* Start Record extracts *
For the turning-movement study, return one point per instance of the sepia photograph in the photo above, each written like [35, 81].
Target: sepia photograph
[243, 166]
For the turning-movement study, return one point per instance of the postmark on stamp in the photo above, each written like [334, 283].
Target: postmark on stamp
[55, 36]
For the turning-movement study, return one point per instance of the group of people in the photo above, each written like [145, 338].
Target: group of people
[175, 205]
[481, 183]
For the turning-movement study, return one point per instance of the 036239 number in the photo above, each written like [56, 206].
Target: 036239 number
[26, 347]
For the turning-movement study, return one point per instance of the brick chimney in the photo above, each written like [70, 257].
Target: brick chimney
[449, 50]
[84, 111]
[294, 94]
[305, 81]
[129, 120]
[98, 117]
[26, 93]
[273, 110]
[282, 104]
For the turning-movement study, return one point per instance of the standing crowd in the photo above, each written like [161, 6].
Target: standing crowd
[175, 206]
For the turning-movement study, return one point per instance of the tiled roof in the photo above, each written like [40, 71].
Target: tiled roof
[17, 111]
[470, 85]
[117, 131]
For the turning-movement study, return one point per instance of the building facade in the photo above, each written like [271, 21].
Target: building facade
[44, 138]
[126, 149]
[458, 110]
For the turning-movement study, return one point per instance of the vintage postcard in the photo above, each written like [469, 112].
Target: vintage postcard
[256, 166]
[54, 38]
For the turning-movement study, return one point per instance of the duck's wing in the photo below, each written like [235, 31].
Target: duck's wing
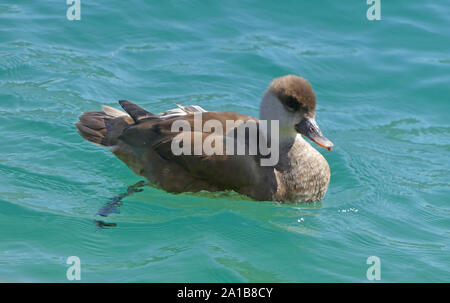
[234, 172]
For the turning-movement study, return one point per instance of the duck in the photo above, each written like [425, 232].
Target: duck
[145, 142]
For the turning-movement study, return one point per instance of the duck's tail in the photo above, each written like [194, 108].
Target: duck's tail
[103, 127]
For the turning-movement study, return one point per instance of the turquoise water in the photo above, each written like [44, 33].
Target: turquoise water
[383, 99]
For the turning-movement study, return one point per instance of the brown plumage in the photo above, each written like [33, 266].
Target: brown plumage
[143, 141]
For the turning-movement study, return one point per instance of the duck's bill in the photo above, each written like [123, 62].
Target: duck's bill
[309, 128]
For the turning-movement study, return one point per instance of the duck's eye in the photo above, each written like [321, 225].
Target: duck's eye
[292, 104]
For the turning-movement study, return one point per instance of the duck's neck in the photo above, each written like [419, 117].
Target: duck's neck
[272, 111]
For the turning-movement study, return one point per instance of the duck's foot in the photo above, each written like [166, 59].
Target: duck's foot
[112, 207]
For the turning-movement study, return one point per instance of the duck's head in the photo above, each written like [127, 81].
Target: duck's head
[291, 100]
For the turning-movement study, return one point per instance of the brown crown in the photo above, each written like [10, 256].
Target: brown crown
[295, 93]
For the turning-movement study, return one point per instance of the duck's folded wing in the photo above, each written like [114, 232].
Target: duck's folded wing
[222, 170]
* End Record extracts *
* Start Record extracts *
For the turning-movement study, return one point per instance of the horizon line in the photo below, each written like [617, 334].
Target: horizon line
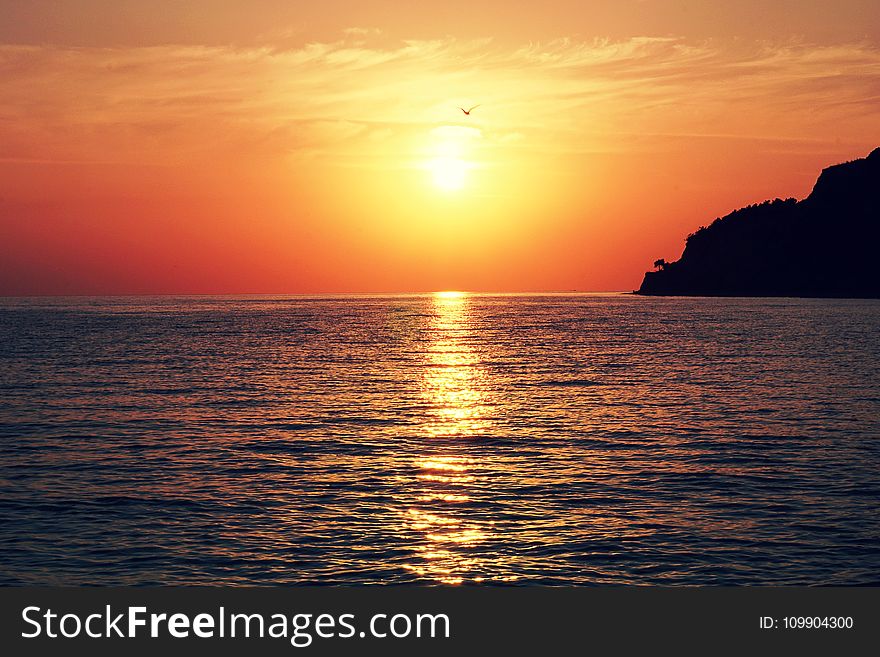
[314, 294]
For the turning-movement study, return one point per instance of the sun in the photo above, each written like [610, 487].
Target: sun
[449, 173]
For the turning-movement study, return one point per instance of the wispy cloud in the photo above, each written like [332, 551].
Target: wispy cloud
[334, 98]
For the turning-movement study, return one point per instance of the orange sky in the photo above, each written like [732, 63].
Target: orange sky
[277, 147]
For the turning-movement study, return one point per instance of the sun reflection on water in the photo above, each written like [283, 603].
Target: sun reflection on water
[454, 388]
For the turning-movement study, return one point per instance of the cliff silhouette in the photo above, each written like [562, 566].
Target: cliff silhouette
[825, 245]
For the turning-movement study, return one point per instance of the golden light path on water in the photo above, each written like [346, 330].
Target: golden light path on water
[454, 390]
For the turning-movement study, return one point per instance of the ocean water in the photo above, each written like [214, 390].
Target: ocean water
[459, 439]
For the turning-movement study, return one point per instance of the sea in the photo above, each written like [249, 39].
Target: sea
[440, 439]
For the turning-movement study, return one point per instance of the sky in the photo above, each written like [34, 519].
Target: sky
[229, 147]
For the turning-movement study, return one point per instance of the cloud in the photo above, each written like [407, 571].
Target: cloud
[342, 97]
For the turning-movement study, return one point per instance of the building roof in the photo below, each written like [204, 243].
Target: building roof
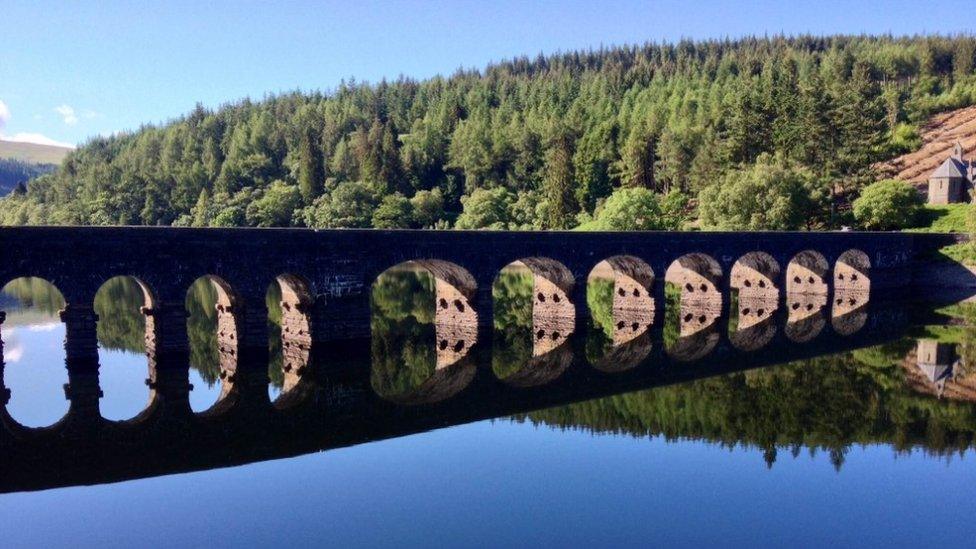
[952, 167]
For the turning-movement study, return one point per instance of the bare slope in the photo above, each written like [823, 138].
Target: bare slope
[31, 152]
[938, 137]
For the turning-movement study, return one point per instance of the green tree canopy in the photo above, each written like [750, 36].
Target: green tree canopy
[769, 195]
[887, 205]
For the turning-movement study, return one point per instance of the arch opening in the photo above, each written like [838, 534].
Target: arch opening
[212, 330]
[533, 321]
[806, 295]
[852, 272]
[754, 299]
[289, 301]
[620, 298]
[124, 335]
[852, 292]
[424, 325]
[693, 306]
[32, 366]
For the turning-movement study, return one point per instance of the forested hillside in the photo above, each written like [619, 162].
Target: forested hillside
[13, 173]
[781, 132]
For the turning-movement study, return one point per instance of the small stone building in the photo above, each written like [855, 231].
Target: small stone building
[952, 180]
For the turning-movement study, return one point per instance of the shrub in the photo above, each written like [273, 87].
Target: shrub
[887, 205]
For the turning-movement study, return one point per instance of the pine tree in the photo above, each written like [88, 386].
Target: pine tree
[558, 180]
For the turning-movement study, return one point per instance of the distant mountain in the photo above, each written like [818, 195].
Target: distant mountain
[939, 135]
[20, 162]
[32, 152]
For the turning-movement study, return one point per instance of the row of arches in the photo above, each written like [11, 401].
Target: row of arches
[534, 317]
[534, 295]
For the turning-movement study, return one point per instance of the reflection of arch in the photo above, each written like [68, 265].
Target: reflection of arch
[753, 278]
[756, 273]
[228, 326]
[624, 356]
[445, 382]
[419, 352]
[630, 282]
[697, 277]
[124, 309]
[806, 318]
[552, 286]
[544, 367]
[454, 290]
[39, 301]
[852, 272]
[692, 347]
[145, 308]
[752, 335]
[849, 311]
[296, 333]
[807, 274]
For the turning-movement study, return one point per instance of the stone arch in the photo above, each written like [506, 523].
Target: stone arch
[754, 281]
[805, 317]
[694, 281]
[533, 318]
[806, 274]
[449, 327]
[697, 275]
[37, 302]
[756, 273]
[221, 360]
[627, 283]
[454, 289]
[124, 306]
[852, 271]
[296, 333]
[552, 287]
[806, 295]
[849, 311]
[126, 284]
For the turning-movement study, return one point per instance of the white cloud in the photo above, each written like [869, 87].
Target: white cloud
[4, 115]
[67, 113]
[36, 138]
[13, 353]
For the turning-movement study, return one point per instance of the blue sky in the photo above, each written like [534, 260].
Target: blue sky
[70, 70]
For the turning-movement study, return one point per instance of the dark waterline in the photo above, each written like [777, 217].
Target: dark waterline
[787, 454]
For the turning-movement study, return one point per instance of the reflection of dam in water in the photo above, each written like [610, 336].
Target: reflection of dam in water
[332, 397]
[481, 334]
* End Record extracts *
* Start Record extracts *
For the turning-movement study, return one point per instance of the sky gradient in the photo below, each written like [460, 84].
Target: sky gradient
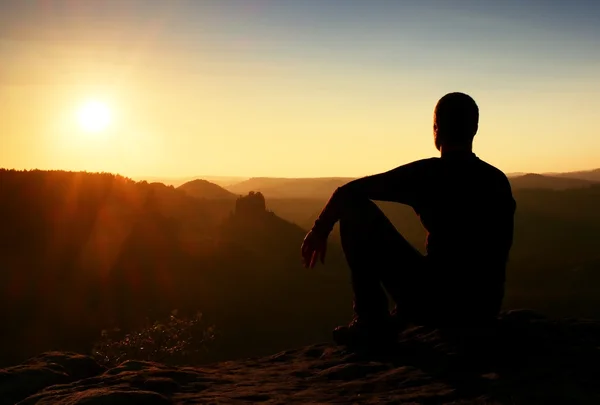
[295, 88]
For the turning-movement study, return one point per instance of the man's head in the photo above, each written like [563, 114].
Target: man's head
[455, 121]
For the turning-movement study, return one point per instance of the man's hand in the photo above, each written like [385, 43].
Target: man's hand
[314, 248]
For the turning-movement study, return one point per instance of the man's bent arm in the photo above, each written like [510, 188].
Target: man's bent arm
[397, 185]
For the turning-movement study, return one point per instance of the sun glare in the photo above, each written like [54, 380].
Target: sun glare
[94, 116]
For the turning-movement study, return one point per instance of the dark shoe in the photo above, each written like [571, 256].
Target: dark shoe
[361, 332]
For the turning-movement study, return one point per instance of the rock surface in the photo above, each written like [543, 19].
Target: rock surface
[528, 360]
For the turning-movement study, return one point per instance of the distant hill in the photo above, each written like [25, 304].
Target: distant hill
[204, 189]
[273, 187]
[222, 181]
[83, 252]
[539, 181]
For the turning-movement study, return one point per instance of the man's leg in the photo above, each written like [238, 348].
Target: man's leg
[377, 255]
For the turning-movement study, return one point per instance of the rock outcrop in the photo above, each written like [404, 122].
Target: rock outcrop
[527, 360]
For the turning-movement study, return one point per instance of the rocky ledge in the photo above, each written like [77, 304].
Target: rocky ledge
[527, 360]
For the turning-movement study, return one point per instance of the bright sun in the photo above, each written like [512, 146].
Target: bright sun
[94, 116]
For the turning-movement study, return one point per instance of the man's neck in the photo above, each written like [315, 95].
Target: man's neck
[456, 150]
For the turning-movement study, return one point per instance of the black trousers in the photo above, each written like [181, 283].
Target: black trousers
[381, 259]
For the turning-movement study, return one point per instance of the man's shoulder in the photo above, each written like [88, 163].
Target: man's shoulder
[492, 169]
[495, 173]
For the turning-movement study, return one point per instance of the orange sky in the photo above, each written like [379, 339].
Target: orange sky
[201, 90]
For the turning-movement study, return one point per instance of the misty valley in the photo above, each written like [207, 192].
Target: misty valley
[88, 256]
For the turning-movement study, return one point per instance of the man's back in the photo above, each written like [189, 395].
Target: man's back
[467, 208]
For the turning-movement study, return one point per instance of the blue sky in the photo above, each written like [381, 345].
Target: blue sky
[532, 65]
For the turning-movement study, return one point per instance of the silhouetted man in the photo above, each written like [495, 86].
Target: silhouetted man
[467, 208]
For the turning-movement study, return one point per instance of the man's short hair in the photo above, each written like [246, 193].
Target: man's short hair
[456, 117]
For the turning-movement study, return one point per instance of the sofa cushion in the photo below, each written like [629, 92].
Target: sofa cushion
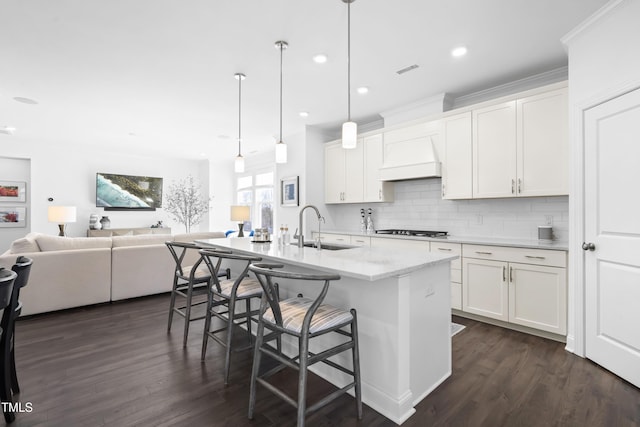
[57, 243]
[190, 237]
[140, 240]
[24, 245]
* End Record extracts *
Written problem: How many lines in the data above contain the word "opening"? Case counts, and reply with the number alone.

Problem solution: 2